Work required: Repeat word for word the part of the umami article below that starts at "Posted by AFN" and stops after "to Japanese research.".

‘Fifth taste’ Umami could be beneficial for health, study

Posted by AFN Staff Writers on 27th January 2015
‘Fifth taste’ Umami makes low-fat peanut butter taste better, study
‘Fifth taste’ Umami makes low-fat peanut butter taste better, study

The umami taste could have an important and beneficial role in health, according to Japanese research.

A series of studies published in the journal Flavour in January 2015 found that umami and ‘kokumi’ substances, which modify flavour, could improve the taste of low-fat foods. The series brings together researchers from a range of different disciplines to provide a broad picture of the current understanding of taste.

“In general, our understanding of taste is inferior to our knowledge of the other human senses,” said Ole Mouritsen, Guest editor for the Flavour journal’s special series on umami and Professor of biophysics at the University of Denmark. “An understanding and description of our sensory perception of food requires input from many different scientific disciplines,” he said.

Umami important for health in elderly people

Despite the widely held belief that monosodium glutamate (MSG) is an unhealthy addition to food, researchers from Tohoku University Graduate School of Dentistry, Japan, have shown that the taste it triggers, umami, is important for health, especially in elderly people.

In a small study of 44 elderly patients, the researchers showed that some elderly patients suffered a loss of the umami taste sensation, and that all of the patients studied complained of appetite and weight loss, resulting in poor overall health.

Extracted information:
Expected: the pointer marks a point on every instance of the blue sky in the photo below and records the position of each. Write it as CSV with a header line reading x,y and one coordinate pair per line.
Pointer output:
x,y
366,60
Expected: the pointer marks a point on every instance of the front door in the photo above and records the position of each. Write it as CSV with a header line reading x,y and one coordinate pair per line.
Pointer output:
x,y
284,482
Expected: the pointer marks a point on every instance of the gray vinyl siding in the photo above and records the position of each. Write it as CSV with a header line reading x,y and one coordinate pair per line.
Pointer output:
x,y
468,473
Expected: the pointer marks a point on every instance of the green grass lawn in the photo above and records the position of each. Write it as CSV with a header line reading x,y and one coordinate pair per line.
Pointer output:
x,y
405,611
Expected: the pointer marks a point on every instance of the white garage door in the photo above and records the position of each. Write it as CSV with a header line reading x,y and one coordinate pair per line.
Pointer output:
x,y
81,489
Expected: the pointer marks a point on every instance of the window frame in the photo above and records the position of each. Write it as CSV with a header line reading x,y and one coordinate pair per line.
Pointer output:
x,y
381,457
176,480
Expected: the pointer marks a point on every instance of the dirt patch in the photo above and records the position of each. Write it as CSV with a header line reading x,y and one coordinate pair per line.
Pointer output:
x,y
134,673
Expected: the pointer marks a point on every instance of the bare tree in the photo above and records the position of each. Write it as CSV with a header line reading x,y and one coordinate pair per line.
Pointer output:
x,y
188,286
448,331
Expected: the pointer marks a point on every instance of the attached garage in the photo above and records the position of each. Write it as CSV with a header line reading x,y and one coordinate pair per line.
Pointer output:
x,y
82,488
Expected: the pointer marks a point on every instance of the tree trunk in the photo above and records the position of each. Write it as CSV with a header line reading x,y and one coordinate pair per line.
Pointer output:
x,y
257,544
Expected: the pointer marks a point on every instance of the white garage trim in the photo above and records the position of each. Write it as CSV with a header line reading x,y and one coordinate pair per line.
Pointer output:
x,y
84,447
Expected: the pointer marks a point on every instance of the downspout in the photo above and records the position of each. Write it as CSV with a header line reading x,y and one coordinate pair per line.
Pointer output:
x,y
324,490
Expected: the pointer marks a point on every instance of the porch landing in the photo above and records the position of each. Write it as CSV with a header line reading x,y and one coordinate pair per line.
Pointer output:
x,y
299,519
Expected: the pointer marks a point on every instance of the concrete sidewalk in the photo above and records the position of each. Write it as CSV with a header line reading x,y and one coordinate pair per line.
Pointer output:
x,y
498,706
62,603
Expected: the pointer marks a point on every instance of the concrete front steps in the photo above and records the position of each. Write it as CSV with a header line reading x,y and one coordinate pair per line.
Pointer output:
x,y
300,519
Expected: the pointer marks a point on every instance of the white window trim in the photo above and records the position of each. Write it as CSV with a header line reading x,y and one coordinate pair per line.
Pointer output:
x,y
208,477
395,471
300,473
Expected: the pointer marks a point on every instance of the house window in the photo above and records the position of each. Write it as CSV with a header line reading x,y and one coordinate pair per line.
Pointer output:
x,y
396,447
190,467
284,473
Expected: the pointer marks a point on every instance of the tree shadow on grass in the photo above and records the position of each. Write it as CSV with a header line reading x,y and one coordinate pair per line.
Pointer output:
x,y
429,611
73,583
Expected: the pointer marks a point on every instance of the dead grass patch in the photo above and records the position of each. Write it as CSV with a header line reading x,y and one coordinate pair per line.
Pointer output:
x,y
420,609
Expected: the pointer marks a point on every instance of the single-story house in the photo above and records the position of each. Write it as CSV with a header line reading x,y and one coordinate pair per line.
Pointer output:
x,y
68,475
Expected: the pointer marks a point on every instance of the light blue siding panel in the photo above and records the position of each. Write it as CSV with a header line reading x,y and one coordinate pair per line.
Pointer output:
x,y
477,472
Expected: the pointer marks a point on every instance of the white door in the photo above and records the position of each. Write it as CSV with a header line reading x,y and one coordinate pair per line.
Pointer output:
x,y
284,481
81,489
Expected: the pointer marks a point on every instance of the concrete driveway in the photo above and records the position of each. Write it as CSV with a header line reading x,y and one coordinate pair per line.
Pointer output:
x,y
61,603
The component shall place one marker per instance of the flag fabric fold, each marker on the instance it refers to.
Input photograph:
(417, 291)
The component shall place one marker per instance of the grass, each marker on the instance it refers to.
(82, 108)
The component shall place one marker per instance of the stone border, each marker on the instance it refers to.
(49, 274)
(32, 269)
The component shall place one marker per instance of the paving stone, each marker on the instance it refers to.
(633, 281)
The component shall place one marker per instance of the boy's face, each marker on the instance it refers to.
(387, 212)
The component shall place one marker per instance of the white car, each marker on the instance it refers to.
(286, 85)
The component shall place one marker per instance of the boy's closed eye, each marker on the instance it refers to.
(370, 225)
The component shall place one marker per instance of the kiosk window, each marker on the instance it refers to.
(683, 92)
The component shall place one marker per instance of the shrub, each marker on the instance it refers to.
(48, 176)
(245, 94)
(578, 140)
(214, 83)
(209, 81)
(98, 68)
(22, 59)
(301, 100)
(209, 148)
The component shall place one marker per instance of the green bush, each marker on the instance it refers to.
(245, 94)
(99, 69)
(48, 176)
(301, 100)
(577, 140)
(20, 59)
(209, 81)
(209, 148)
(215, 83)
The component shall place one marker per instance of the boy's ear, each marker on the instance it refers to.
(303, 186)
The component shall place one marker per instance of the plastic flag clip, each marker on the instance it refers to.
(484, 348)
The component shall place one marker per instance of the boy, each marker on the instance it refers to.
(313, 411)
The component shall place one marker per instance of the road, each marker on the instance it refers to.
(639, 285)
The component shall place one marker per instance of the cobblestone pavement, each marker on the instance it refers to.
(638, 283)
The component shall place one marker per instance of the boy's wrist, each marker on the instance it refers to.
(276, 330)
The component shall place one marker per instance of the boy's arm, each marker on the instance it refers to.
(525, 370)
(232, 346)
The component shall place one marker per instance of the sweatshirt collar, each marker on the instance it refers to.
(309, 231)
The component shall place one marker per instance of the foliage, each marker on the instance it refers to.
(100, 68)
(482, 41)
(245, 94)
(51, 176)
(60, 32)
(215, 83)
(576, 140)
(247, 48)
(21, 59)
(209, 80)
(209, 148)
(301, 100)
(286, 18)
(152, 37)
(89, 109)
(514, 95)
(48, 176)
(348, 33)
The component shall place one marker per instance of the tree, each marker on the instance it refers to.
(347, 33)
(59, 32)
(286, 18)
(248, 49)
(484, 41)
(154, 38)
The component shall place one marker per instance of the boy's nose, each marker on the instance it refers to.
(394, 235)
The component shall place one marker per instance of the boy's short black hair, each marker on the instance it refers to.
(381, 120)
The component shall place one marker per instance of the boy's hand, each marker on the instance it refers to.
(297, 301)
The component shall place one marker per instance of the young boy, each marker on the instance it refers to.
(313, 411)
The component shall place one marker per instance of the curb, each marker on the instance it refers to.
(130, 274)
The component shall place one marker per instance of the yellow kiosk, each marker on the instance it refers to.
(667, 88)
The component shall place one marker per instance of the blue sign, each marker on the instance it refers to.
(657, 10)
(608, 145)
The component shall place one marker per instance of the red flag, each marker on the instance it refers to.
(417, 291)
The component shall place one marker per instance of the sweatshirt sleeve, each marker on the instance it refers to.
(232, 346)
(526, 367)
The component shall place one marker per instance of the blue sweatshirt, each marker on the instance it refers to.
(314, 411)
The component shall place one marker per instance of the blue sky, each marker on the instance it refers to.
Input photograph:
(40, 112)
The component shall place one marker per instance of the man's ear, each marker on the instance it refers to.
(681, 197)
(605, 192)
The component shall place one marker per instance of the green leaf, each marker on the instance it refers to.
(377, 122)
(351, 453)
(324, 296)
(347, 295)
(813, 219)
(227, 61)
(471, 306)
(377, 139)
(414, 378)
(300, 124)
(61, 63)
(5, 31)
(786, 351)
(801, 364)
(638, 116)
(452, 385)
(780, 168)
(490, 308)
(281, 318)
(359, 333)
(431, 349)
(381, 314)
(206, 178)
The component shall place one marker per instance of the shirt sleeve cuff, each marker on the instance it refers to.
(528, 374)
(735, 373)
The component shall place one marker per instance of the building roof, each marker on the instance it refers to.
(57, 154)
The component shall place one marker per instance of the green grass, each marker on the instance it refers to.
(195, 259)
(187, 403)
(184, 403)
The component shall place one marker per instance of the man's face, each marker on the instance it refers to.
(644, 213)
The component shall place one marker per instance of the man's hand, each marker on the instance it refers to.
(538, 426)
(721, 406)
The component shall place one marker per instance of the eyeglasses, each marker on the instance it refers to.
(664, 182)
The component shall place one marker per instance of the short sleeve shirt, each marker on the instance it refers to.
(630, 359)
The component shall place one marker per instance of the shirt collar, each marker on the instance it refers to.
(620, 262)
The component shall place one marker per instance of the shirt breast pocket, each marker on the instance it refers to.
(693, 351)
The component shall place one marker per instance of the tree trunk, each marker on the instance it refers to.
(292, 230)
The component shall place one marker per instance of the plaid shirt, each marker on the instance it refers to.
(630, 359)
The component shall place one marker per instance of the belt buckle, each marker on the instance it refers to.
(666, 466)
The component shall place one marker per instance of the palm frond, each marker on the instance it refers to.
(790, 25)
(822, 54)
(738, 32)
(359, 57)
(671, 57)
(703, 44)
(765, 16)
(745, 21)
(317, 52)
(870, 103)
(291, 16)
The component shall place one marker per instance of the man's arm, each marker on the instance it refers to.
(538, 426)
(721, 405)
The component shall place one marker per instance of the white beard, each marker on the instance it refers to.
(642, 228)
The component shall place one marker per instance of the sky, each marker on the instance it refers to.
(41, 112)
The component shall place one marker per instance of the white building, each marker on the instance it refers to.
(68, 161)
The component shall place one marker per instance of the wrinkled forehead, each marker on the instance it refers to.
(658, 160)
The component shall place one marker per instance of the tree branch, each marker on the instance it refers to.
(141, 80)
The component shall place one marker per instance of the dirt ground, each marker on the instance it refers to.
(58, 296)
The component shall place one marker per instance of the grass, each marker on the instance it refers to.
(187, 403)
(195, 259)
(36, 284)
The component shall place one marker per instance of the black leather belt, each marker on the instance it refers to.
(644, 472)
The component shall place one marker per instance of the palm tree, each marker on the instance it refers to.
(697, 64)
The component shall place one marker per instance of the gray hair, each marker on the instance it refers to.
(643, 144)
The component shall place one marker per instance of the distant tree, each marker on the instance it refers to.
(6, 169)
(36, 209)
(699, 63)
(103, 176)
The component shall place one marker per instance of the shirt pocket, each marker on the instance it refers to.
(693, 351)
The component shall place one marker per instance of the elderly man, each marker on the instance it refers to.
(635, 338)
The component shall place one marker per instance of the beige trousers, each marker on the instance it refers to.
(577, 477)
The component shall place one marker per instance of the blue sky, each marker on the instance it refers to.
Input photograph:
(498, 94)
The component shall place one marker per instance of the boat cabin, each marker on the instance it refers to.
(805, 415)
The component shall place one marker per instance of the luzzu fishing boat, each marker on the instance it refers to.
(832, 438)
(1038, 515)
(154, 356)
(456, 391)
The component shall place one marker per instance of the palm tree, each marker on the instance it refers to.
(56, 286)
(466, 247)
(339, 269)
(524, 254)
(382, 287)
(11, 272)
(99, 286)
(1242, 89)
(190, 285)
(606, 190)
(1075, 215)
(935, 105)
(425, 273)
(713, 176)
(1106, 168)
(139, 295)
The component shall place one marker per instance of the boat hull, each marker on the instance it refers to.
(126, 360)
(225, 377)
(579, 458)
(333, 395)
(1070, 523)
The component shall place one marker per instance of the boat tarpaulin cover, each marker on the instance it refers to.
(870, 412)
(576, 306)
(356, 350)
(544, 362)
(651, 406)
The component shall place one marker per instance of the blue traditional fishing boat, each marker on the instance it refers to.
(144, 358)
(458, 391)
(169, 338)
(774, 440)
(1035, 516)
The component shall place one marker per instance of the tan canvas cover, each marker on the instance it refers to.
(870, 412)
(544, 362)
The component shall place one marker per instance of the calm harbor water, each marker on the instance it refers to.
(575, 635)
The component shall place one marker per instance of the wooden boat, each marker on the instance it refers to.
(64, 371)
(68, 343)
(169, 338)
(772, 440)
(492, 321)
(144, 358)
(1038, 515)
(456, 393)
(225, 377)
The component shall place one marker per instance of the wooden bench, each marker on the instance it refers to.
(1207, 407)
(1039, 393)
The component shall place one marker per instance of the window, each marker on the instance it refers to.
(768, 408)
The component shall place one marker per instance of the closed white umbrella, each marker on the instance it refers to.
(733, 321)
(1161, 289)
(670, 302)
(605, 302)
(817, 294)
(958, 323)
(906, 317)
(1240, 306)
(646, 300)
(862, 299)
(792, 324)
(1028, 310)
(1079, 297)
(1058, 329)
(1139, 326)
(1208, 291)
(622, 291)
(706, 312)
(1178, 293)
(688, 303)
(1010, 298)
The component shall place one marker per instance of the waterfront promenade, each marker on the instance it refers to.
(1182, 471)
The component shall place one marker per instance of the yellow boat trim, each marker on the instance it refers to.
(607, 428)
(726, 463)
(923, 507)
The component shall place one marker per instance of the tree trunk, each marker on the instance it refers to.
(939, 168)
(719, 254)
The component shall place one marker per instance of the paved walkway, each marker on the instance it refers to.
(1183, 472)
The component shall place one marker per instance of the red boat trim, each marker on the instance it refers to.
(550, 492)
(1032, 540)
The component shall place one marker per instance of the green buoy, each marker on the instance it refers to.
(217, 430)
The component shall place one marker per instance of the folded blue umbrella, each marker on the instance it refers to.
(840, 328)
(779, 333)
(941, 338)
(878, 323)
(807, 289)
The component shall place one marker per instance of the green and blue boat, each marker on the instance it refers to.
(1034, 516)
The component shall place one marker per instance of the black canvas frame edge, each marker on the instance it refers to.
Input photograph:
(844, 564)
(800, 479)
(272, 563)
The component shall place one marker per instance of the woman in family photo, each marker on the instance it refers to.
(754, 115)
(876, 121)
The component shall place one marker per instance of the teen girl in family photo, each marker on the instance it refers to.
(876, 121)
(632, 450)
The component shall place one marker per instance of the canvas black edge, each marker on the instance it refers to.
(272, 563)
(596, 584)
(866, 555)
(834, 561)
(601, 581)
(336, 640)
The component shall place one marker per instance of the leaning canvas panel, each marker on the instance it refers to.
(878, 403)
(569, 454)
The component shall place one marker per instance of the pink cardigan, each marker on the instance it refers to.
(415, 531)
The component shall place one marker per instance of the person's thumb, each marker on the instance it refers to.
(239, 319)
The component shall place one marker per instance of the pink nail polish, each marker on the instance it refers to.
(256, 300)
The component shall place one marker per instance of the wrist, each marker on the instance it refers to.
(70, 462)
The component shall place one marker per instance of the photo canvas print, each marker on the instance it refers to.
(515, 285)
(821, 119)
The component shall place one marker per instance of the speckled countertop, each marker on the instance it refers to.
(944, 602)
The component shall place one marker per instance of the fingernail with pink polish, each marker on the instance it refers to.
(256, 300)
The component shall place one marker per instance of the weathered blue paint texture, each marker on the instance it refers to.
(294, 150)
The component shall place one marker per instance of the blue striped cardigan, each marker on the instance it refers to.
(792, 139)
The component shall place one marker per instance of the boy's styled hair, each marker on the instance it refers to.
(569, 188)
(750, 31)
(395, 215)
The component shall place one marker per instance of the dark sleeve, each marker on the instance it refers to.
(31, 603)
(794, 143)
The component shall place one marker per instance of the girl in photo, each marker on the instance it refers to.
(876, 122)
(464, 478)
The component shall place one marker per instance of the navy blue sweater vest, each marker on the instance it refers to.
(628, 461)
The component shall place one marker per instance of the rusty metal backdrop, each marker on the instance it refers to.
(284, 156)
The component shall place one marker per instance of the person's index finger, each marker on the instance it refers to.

Response to the task:
Posted by AFN Staff Writers on 27th January 2015
‘Fifth taste’ Umami makes low-fat peanut butter taste better, study
‘Fifth taste’ Umami makes low-fat peanut butter taste better, study

The umami taste could have an important and beneficial role in health, according to Japanese research.